Excerpts of pointing data
◆ ◆ ◆ ◆ ◆ ◆ ◆
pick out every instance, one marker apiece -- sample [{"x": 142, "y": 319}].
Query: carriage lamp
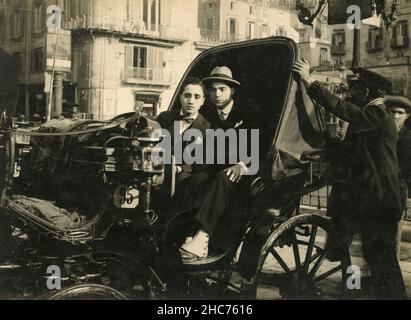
[{"x": 152, "y": 160}]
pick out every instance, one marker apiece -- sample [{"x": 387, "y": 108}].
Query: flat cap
[{"x": 398, "y": 102}]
◆ ◆ ◆ ◆ ◆ ◆ ◆
# DO THIS
Could you return every line of the records above word for word, with the pictures left out?

# THE RESULT
pick out every instance, one marker apiece -- sample [{"x": 142, "y": 319}].
Query: carriage lamp
[{"x": 152, "y": 160}]
pick out every instance, one marker apiece -- sample [{"x": 387, "y": 108}].
Query: flat cap
[{"x": 398, "y": 102}]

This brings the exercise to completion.